BEGIN Supplied data

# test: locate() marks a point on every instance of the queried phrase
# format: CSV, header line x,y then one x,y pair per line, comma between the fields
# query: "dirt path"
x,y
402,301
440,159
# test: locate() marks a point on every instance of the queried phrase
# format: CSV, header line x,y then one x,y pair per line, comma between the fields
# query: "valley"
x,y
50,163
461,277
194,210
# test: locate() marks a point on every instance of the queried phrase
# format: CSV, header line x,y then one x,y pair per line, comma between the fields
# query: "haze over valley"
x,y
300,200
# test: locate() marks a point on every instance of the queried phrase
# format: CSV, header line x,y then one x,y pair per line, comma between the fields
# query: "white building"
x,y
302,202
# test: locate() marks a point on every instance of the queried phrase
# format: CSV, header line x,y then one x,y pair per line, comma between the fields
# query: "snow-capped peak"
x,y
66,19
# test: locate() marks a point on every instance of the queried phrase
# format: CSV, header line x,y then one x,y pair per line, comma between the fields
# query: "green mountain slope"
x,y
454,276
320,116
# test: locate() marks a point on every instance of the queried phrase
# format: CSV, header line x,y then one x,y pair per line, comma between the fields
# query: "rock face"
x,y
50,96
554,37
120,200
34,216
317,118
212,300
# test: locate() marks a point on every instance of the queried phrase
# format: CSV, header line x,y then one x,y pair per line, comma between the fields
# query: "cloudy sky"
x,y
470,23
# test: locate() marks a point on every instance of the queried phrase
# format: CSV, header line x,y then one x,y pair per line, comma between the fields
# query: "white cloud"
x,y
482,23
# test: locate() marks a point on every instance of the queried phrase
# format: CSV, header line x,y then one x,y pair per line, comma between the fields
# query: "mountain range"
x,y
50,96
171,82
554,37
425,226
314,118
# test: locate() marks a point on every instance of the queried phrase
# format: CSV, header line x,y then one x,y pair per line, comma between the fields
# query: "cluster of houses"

END Supplied data

▸ Given instruction:
Copy every record above exactly as it appears.

▸ Exercise answer:
# test: locate() marks a point on every instance of the queried phrase
# format: CSV, header line x,y then one x,y pair per line, comma between the fields
# query: "dirt path"
x,y
402,301
440,159
# test: locate() marks a point on every instance of the queried phrase
# format: CSV, header line x,y then one x,y pair per line, comma between the fields
# query: "valley"
x,y
50,163
461,277
194,210
# test: locate() marks a point on every instance of the queried phrase
# format: CSV, header line x,y then one x,y pair per line, comma between the fields
# query: "haze over valley"
x,y
300,200
# test: locate() marks a point on every instance of the queried phrase
# format: CSV, header line x,y then one x,y pair per line, comma between the fields
# query: "white building"
x,y
302,202
# test: locate() marks a point on every instance of the queried phrase
# format: CSV, header line x,y then one x,y pair per line, comma between the fields
# query: "snow-capped peak"
x,y
66,19
# test: locate() marks a point on every instance of the queried phrase
# format: CSV, header line x,y then one x,y pair per line, comma between the fields
# query: "green mountain slope"
x,y
454,276
320,116
# test: locate() marks a point on every instance of the queried phrase
# format: CSV, header line x,y then one x,y pair per line, comma between the fields
# query: "rock face"
x,y
50,96
554,37
120,200
34,216
317,118
212,300
# test: locate() marks a point on every instance of the queried phrase
# format: CSV, header line x,y then one x,y pair per line, comma between the fields
# query: "cloudy sky"
x,y
470,23
# test: locate() marks a point on every instance of the queried phrase
# format: CSV, header line x,y then one x,y pair per line, comma between the fields
# query: "white cloud"
x,y
482,23
# test: locate() marks a point on every instance of the queried phrase
# format: CSV, header line x,y then one x,y pair per line, comma between the fields
# query: "mountain range"
x,y
50,96
171,82
554,37
425,226
314,118
# test: locate() marks a point on every instance of the queried phrase
# format: CSV, header line x,y then one x,y pair per line, comma between the fields
# query: "cluster of houses"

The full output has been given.